> **Work request**: From the entries that follow, pick out all lines holding "wall".
---
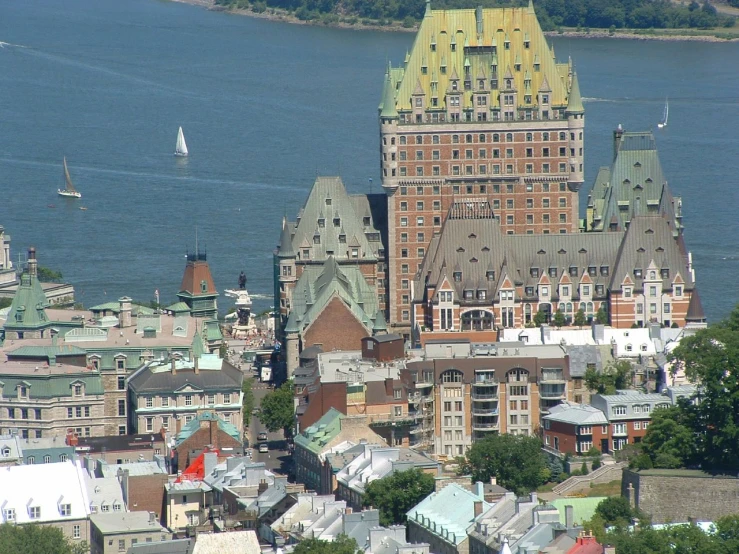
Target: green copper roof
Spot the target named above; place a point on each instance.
(387, 108)
(574, 104)
(28, 308)
(188, 430)
(318, 435)
(319, 284)
(286, 243)
(197, 345)
(52, 386)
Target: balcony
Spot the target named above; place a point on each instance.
(552, 391)
(485, 411)
(486, 426)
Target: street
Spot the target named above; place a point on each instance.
(277, 459)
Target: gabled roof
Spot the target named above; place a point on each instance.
(448, 513)
(459, 44)
(319, 284)
(329, 213)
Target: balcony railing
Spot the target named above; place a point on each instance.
(484, 426)
(485, 411)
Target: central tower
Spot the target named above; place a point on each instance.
(480, 108)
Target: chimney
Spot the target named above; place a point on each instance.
(213, 426)
(569, 516)
(478, 507)
(32, 263)
(617, 134)
(124, 315)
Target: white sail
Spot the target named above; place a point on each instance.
(68, 189)
(181, 148)
(665, 116)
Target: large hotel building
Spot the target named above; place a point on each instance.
(480, 109)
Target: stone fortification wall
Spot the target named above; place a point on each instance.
(673, 496)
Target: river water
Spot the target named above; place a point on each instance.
(266, 106)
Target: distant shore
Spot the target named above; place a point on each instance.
(274, 14)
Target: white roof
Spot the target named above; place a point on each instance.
(233, 542)
(44, 486)
(577, 414)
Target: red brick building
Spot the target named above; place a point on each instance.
(480, 110)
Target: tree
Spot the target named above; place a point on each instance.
(601, 317)
(517, 462)
(559, 319)
(46, 275)
(615, 510)
(39, 539)
(277, 410)
(247, 404)
(580, 318)
(615, 376)
(711, 358)
(396, 494)
(670, 442)
(340, 545)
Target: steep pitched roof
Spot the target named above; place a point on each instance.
(478, 42)
(328, 222)
(319, 284)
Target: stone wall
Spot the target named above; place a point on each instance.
(673, 496)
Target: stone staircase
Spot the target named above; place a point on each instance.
(604, 474)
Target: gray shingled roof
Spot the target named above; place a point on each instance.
(328, 213)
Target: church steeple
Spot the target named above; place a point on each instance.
(197, 289)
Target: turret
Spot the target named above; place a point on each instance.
(388, 134)
(575, 113)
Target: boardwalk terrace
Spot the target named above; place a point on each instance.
(480, 107)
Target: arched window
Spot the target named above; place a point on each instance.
(477, 320)
(451, 376)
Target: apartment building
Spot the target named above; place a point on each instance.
(480, 109)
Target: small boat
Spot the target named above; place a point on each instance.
(68, 190)
(181, 148)
(663, 123)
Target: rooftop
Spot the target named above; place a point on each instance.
(125, 522)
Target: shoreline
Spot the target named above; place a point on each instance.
(274, 14)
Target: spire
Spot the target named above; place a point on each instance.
(286, 244)
(379, 324)
(574, 105)
(387, 110)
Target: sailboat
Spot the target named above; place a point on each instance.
(181, 148)
(663, 123)
(68, 189)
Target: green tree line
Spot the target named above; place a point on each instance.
(553, 14)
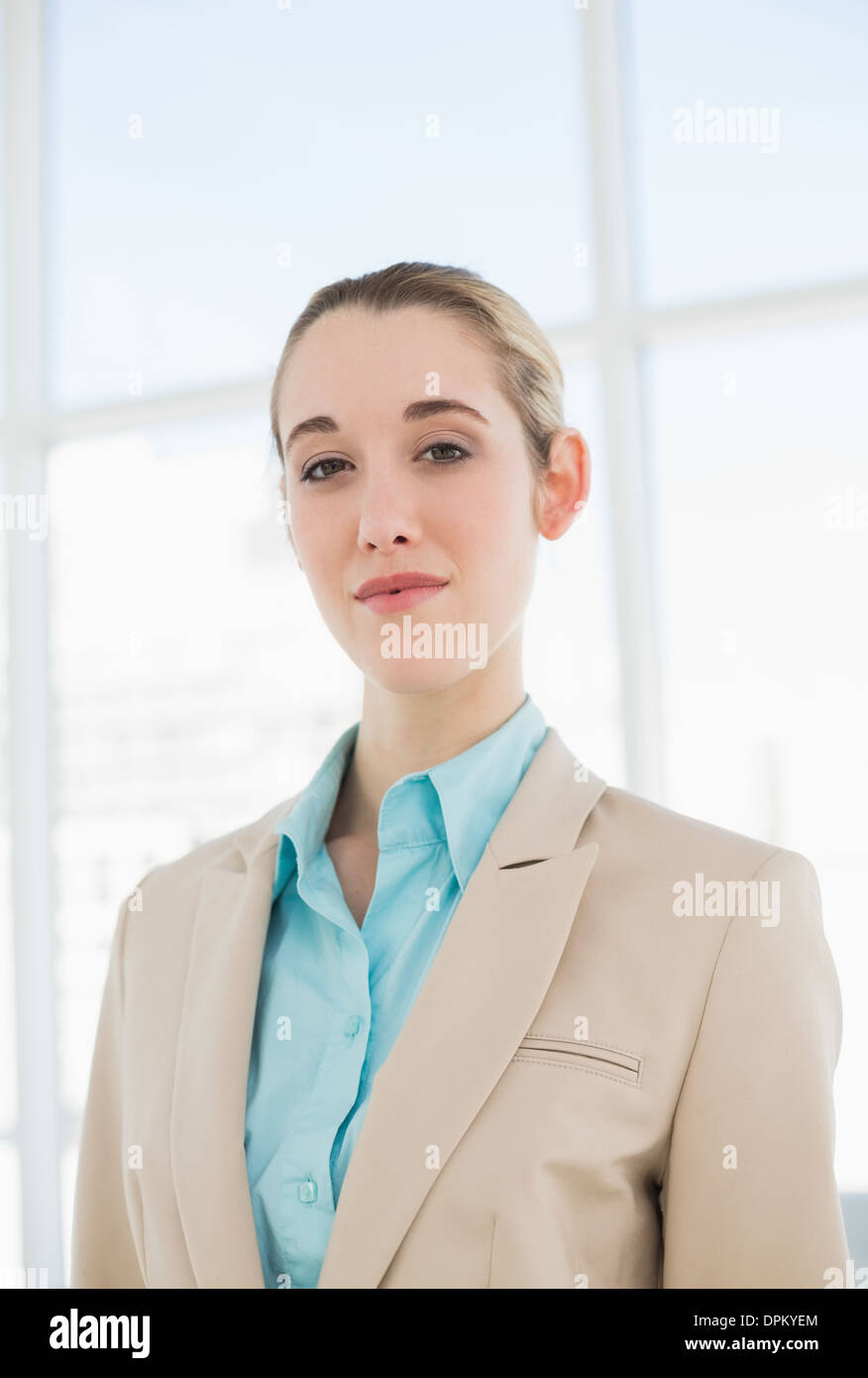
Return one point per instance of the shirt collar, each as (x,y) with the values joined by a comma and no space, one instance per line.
(465,797)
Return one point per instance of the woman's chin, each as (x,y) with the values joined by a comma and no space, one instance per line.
(408,675)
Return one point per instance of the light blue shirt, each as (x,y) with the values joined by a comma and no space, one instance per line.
(332,996)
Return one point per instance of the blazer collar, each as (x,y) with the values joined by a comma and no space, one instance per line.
(452,1048)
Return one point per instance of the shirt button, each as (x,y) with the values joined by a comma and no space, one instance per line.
(307,1190)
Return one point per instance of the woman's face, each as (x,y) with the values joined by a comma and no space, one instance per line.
(375,491)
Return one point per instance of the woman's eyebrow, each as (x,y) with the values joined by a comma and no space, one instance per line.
(412,412)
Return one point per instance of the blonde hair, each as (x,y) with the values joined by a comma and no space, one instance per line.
(525,364)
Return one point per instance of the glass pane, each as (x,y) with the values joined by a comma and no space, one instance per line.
(9,1038)
(571,641)
(178,619)
(762,529)
(11,1244)
(782,197)
(208,167)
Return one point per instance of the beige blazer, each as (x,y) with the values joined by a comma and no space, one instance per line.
(684,1138)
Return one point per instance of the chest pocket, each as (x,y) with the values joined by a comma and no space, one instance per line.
(582,1057)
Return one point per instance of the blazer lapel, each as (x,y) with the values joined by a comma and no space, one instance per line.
(477,1002)
(214,1045)
(487,982)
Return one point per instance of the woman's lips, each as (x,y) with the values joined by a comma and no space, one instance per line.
(397,603)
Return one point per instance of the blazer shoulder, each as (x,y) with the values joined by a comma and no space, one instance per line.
(653,830)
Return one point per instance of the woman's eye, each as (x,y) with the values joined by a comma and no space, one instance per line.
(447,444)
(306,476)
(458,455)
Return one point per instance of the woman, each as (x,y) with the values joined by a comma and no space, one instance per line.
(458,1014)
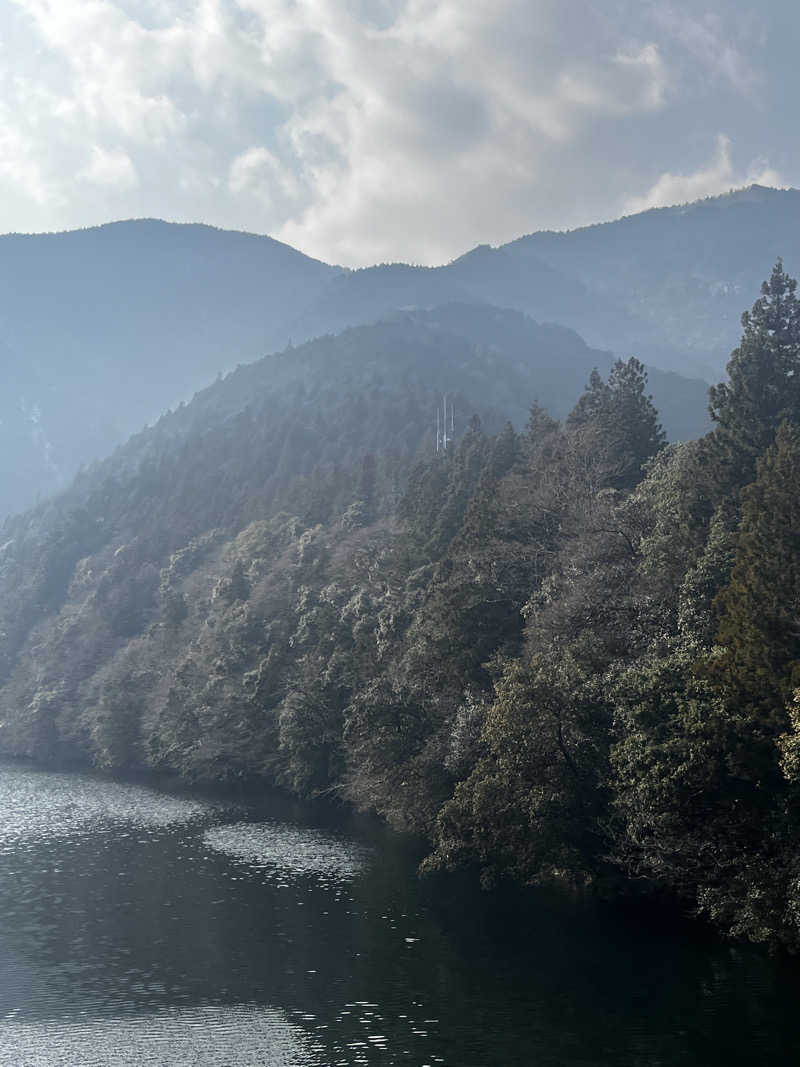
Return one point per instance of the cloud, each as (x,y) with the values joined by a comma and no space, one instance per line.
(109,169)
(364,130)
(715,177)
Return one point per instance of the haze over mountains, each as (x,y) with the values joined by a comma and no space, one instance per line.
(102,330)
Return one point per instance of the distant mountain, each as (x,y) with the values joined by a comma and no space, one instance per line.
(101,330)
(104,329)
(668,285)
(321,435)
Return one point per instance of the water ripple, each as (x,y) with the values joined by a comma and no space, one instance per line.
(40,806)
(276,847)
(229,1036)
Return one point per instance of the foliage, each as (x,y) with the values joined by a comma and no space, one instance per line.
(565,653)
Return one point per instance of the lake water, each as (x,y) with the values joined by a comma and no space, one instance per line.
(141,927)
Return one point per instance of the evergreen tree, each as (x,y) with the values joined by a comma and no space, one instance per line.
(764,381)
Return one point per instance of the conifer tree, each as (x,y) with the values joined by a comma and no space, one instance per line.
(764,381)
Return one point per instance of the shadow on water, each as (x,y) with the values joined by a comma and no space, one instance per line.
(303,933)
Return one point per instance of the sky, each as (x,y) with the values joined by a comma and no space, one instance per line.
(366,131)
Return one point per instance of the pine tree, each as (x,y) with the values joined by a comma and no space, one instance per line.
(764,381)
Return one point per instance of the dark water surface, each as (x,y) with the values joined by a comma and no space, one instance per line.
(150,928)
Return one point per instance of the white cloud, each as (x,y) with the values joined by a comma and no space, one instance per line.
(363,130)
(717,176)
(110,169)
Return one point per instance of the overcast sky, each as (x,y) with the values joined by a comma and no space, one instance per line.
(369,130)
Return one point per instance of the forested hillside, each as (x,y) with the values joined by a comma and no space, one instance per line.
(562,653)
(102,330)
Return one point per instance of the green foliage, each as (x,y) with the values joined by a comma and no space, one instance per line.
(569,654)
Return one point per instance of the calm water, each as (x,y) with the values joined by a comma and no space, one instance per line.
(145,928)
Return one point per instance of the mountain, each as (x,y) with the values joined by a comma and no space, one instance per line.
(317,442)
(104,329)
(101,330)
(561,654)
(667,285)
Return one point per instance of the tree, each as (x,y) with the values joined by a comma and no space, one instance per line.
(764,381)
(618,424)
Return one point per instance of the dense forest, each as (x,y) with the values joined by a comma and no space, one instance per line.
(102,330)
(563,653)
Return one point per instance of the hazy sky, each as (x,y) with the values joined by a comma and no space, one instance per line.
(366,130)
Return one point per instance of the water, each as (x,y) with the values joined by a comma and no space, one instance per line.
(165,930)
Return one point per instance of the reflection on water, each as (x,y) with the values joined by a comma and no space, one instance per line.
(138,927)
(211,1036)
(278,848)
(45,807)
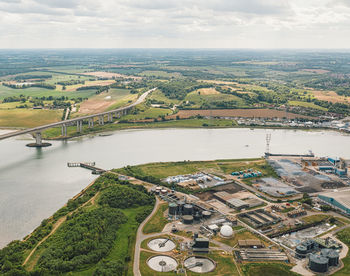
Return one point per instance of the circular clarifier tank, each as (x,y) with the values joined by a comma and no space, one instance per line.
(161,245)
(162,263)
(199,264)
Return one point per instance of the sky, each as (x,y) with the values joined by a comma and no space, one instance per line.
(175,24)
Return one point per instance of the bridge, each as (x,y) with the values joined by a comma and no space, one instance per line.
(116,113)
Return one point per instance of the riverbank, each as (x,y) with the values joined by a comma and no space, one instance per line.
(55,133)
(30,199)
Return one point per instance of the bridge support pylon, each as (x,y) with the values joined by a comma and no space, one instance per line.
(64,130)
(79,126)
(91,122)
(38,141)
(101,120)
(110,117)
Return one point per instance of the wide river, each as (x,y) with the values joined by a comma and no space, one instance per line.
(34,183)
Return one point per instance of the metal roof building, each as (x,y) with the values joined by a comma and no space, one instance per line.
(339,199)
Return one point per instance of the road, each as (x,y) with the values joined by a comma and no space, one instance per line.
(139,238)
(66,122)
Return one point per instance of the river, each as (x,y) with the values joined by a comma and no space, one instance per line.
(34,183)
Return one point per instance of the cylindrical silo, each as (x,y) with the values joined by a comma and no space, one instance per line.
(173,209)
(188,209)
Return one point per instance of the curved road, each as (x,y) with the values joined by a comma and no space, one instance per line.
(39,128)
(140,238)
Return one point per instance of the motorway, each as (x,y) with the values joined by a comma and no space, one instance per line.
(70,121)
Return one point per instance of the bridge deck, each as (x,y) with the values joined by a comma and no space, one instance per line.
(66,122)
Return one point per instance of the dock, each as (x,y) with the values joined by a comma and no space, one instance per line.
(289,155)
(87,165)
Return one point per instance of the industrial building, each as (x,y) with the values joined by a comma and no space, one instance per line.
(339,200)
(200,245)
(322,262)
(262,255)
(226,231)
(250,243)
(296,213)
(304,248)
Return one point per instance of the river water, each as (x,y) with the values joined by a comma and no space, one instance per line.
(34,183)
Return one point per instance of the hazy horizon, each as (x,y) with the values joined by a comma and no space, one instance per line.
(179,24)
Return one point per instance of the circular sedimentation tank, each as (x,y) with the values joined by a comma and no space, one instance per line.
(180,206)
(318,263)
(301,250)
(199,264)
(173,209)
(206,214)
(187,219)
(162,263)
(197,216)
(161,245)
(226,231)
(188,209)
(332,255)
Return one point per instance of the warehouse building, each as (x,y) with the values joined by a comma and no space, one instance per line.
(339,200)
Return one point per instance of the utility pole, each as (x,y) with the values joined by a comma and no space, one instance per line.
(268,140)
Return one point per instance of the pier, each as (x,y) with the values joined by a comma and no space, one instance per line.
(87,165)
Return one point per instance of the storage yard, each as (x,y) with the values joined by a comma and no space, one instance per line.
(228,218)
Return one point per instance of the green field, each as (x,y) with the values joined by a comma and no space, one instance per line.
(148,113)
(160,97)
(101,206)
(157,222)
(42,92)
(160,74)
(27,118)
(164,169)
(199,99)
(307,104)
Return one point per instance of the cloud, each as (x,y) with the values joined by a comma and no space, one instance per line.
(174,23)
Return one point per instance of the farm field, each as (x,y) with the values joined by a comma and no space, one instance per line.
(198,100)
(104,101)
(329,96)
(101,74)
(70,88)
(244,113)
(307,104)
(26,118)
(43,92)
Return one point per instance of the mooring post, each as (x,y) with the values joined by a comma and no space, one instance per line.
(64,130)
(38,139)
(101,120)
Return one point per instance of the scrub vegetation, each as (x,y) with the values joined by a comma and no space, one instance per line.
(95,234)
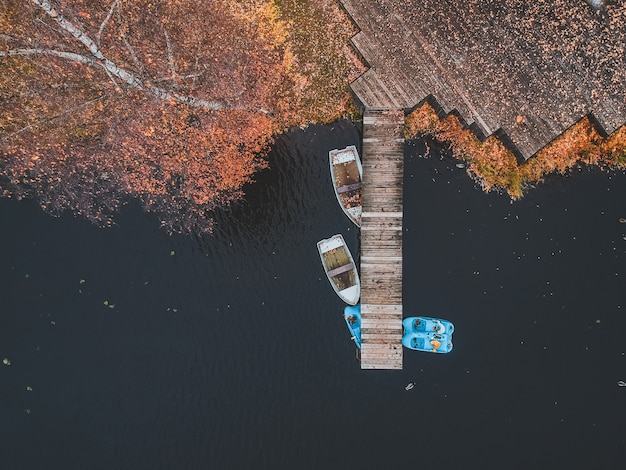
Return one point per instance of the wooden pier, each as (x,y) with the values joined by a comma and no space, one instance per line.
(381,239)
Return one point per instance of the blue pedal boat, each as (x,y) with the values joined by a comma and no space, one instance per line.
(352,316)
(427,334)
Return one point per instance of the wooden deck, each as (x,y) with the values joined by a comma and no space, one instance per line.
(381,239)
(527,70)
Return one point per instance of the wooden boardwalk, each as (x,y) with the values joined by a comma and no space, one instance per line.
(381,239)
(524,70)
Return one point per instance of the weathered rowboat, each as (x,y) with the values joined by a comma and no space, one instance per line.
(427,334)
(340,268)
(346,172)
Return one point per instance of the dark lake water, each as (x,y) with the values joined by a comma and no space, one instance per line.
(132,349)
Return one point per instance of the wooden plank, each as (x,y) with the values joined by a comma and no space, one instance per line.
(381,239)
(529,76)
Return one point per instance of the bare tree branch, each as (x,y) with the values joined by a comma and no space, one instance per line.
(128,77)
(62,54)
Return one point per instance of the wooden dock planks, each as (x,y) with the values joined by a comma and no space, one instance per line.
(529,70)
(381,239)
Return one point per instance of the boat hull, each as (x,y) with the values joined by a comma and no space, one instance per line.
(347,173)
(340,268)
(352,316)
(427,334)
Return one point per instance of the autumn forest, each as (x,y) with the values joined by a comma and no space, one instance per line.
(171,102)
(176,102)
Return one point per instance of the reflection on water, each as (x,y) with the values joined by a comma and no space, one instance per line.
(230,351)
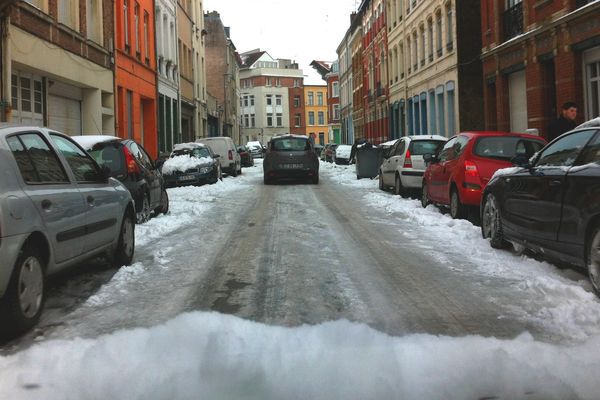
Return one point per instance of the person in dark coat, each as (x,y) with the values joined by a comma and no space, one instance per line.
(565,122)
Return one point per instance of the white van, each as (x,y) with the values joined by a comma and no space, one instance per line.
(231,162)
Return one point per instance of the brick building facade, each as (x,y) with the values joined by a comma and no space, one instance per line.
(536,56)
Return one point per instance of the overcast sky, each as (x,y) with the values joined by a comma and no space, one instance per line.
(301,31)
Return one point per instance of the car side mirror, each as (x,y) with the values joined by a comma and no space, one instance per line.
(521,161)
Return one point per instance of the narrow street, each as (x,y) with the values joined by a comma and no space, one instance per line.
(292,254)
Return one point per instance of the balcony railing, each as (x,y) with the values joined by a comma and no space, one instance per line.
(513,21)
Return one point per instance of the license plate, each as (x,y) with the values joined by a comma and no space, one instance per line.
(291,166)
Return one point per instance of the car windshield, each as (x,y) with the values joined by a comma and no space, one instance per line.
(290,144)
(421,147)
(197,152)
(108,154)
(506,147)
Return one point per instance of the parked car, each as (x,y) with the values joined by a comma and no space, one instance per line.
(129,162)
(58,207)
(290,156)
(551,203)
(328,151)
(457,174)
(245,156)
(191,164)
(229,158)
(403,165)
(256,149)
(341,155)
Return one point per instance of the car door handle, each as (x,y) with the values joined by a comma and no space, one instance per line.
(46,204)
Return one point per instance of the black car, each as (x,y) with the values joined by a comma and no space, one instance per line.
(129,162)
(290,156)
(550,204)
(191,164)
(246,156)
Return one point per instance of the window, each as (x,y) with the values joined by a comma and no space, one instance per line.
(36,161)
(136,26)
(126,23)
(147,37)
(82,165)
(564,151)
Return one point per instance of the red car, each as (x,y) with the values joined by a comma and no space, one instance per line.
(459,171)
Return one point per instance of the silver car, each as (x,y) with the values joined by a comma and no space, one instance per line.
(57,208)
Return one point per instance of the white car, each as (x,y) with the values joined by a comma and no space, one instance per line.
(230,159)
(341,154)
(404,166)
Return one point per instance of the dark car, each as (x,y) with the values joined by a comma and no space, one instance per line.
(551,203)
(191,164)
(290,156)
(459,171)
(129,162)
(246,156)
---
> **Solution for this task**:
Target: stone fortification wall
Target: stone wall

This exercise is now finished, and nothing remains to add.